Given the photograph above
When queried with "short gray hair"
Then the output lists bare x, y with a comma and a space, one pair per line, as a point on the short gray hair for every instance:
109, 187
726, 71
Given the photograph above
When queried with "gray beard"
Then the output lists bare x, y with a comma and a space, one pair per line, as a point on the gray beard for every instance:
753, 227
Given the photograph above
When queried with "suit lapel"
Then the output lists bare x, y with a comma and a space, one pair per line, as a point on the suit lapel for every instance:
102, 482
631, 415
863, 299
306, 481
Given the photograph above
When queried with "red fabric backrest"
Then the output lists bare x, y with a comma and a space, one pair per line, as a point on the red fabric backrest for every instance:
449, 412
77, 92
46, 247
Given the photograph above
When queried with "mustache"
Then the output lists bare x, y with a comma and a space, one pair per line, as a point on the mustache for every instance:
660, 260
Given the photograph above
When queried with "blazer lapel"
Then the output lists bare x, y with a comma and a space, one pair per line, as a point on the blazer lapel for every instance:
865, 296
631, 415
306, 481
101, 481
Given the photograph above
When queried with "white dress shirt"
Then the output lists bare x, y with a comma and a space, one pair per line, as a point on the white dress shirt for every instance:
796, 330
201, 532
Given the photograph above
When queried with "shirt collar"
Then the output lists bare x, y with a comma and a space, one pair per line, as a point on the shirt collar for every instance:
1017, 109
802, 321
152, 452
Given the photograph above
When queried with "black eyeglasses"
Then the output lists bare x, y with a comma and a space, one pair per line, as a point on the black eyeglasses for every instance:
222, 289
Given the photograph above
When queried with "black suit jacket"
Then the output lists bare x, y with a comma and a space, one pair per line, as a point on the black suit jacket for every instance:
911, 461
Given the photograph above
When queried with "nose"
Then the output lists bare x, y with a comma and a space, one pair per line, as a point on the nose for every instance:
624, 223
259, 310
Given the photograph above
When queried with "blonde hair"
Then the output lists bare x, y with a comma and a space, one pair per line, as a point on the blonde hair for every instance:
####
Extract the listing in its entirety, matching it exactly.

Given the photograph above
When queried with "short gray hair"
Then the output lists bare x, y with a comma and a space, one pair per line, as a point on the short gray hair for every instance:
109, 187
726, 71
Given the photograph above
When queried with "gray beard"
Then the output lists bare x, y with a comma and a space, one pair per line, as a point on the gray beard for every instance:
753, 227
Given the photograph above
When queried with "suit lapel"
Then the output lists bare x, y with a comma and a space, one pair per line, as a point on the suit lapel for every instance:
102, 482
631, 415
863, 299
306, 481
Given the photograph above
When queried with "red fabric backrest"
Then the output lists bare x, y with a comma and a space, one pair per line, as a point on the red fabric backrest for every instance:
449, 412
77, 92
46, 247
Given the photograph above
When queried with "mustache"
Then the output lists bare x, y with a comma and a space, one pair per line, as a point on the mustache for every instance:
660, 260
Given the photograph above
When queried with "blazer lapel"
Then the output lists bare x, y with a comma and a space, one pair per line, as a point on the blazer lapel for every instance:
865, 296
631, 415
306, 481
101, 481
Given the photograph above
When queried with "white dress shirt"
Then the output lists bare x, y with a comma and a space, one pair per line, as a point on the white dress shirt for every instance:
796, 330
201, 532
Given the photograph above
When queried with "shirt collar"
Then the output lists bare x, y with a comma and a space, one pair per line, as a point on the shirt collar for every instance:
1017, 109
802, 321
152, 452
Given the photograph above
When queried with "black eyeglasses"
Then the output lists bare x, y with a comma and a space, one pair per line, as a point on the black eyeglasses for every instance:
222, 289
Given the photograph above
When queried with "black suit jacket"
Then the output lists bare x, y with a comma and a space, one pair per line, as a point on the black suit jacket for every instance:
911, 461
Given the photograph above
When queried with "nose"
Then the output lists bare x, y with a comma and a space, one pair per line, as a point on the nose for every instance:
624, 223
259, 310
Given the photograph above
When queried with "blonde hair"
Then the output lists bare x, y with a comma and a space, one pair per line, as a point on the blonde hair for every instance:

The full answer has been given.